Please copy all of the entries below word for word, keeping every line unchanged and in the same order.

* Start Supplied information *

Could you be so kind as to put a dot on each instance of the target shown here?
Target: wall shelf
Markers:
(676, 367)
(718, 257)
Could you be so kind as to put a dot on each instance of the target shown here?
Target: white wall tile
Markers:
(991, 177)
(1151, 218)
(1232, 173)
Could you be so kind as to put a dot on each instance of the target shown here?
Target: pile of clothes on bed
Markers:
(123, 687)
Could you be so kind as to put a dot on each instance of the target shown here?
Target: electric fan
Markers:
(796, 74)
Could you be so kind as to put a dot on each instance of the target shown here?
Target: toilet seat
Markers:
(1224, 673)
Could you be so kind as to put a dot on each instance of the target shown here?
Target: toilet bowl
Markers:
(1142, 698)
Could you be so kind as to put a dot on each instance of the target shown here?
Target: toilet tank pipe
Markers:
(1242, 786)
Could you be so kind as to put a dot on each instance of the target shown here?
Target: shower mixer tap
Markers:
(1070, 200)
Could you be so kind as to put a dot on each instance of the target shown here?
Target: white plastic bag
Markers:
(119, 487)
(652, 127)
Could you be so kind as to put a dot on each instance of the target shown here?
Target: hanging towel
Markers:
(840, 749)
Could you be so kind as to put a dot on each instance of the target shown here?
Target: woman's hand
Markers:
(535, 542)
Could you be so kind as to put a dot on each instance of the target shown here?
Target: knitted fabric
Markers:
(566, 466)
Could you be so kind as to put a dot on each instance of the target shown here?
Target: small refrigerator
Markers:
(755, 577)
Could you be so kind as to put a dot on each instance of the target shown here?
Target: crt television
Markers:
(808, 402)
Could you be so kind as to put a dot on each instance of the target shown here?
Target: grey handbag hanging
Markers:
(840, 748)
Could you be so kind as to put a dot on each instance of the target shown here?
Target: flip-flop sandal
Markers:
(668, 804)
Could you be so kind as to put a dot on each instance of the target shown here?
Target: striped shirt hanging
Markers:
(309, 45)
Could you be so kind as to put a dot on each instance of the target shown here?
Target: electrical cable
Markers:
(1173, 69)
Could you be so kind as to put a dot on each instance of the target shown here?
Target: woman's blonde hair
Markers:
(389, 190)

* End Supplied information *

_Final result_
Could you be so kind as to put a dot on each instance of the target shown here?
Target: wall shelf
Markers:
(676, 367)
(718, 257)
Could you be so kind as to put a dot on each instance of the target shown here?
Target: white wall tile
Markers:
(991, 177)
(1151, 218)
(1232, 173)
Could you be so kind as to put a dot on each instance of the target shown here?
Target: pile of clothes on bed
Markers:
(123, 687)
Could you be so kind as to put a dot on each instance of the target shown here?
Target: electric fan
Markers:
(796, 74)
Could you be so kind as to put a dot on each instance of the target shown here?
Target: toilet seat
Markers:
(1224, 673)
Could you be so kind as to put a dot on each instance of the target shown here?
Target: toilet bowl
Markers:
(1142, 698)
Could you be so kind as to put a dot on each instance of the target shown here?
Target: toilet tank pipe
Markers:
(1242, 786)
Could you be so kind as to put a dot on each instance of the target shown here?
Target: shower mixer tap
Markers:
(1070, 200)
Could you be so kind as to put a dot on each instance of the target shown here?
Target: white plastic bag
Markers:
(119, 487)
(652, 127)
Could you be so kind as to put a dot on each instance of the target shown here?
Target: hanging towel
Markers:
(840, 749)
Could you be so kind as to put a dot on each instance of the target shown here?
Target: woman's hand
Markers:
(535, 542)
Could you be so kind as to put a dot on each instance of the target shown here?
Target: knitted fabric
Markers:
(566, 466)
Could you be so kind as to put a dot on each instance of the target shown here?
Target: small refrigerator
Markers:
(755, 577)
Could you be so kind as to put a dot on each instance of the target shown here?
Target: crt television
Markers:
(808, 402)
Could you be so kind as to put a dot on each instance of the target shown here?
Target: grey handbag hanging
Markers:
(840, 748)
Could you be so kind as to put a dot on each instance of the target shown here?
Target: flip-flop sandal
Markers:
(668, 804)
Could you be so kind as to put a dot on each instance of the target shown here?
Target: striped shirt hanging
Markers:
(309, 45)
Could you be so kind as to put a dot on each instance of the target shown here?
Target: electrical cable
Markers:
(1173, 69)
Could you be so kind as to put a dot on each instance of the target shown here?
Target: woman's blonde hair
Markers:
(389, 190)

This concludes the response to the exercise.